*INSTRUCTION*
Format the entire listing below as a JSON array of strings, one string per line, with blank lines skipped and picture lines omitted.
= = = =
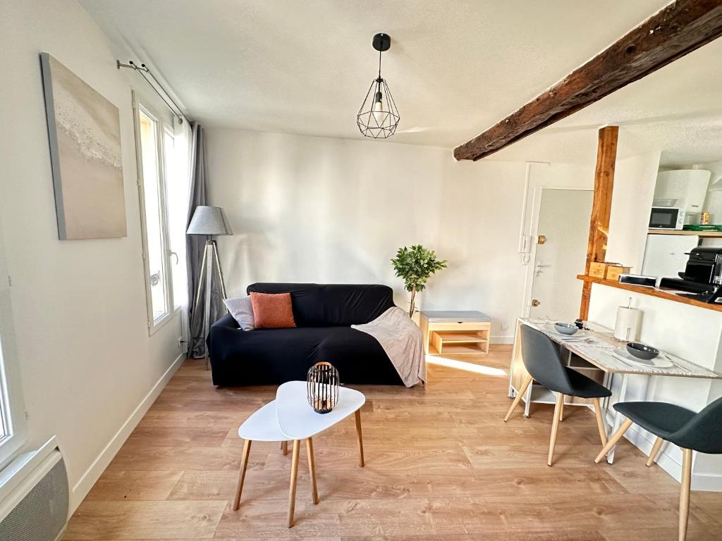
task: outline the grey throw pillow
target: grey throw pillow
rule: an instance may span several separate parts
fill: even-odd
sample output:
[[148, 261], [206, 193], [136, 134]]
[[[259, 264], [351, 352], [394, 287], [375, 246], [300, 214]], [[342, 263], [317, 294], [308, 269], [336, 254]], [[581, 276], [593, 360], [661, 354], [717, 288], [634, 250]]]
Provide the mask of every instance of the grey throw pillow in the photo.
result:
= = = =
*COMPLETE ANSWER*
[
  "task: outline the grey throw pillow",
  "target: grey throw pillow",
  "rule: an instance may span several separate parts",
  "fill: even-odd",
  "sample output:",
  "[[148, 261], [206, 193], [136, 134]]",
  "[[[259, 264], [351, 352], [394, 287], [375, 246], [300, 214]], [[342, 263], [317, 294], [308, 269], [336, 254]], [[581, 276], [593, 360], [661, 354], [717, 288], [634, 250]]]",
  "Provide the mask of every instance of the grey throw pillow in the photo.",
  "result:"
]